This distinction is vital. While dianoia thinking certainly has benefits, we have a distinct tendency to over-rely on it and to forget its limitations. The weakness of dianoia is that it must begin by taking as true unproven assumptions. We are, in effect, presupposing a model of reality before we begin our deliberations. But any model, be it logical, geometrical, or moral, is only imperfect. Its conclusions may be, and frequently are, wrong. Our selection of assumptions, moreover, is bound to be influenced by our passions and prejudices. Our dianoia thinking tends to reflect the values and prejudices of whatever subpersonality is currently activated. We then see reality partly — through a glass darkly. Moreover, the principle of cognitive dissonance may cause us to ignore, distort, or rationalize away any data which do not fit our preconceived model.

In contrast, noesis presupposes a soul that has turned away from specific selfish concerns to seek the Good itself. With this change in mental orientation — this Pauline metanoia or Plotinian epistrophe — we may then begin to see things more truly, and in their proper relation to one another. We may better think, judge — and therefore act — according to natural law and right reason. We will consequently be more harmonized with the external world as well as within ourselves.

**DATASET EXTRACT**
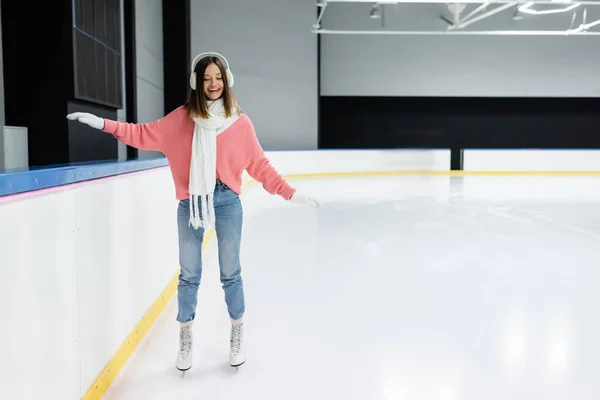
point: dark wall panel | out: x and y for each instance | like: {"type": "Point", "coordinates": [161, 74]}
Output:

**OBJECTIVES**
(a) Answer these questions about the passage on dianoia and noesis:
(i) What must dianoia begin by taking as true?
(ii) Which principle may cause us to ignore, distort, or rationalize away data that do not fit our preconceived model?
(iii) What does noesis presuppose?
(b) Reproduce word for word the part of the passage on dianoia and noesis from "This distinction is" to "our preconceived model.".

**ANSWER LIST**
(a)
(i) Unproven assumptions.
(ii) The principle of cognitive dissonance.
(iii) A soul that has turned away from specific selfish concerns to seek the Good itself.

(b)
This distinction is vital. While dianoia thinking certainly has benefits, we have a distinct tendency to over-rely on it and to forget its limitations. The weakness of dianoia is that it must begin by taking as true unproven assumptions. We are, in effect, presupposing a model of reality before we begin our deliberations. But any model, be it logical, geometrical, or moral, is only imperfect. Its conclusions may be, and frequently are, wrong. Our selection of assumptions, moreover, is bound to be influenced by our passions and prejudices. Our dianoia thinking tends to reflect the values and prejudices of whatever subpersonality is currently activated. We then see reality partly — through a glass darkly. Moreover, the principle of cognitive dissonance may cause us to ignore, distort, or rationalize away any data which do not fit our preconceived model.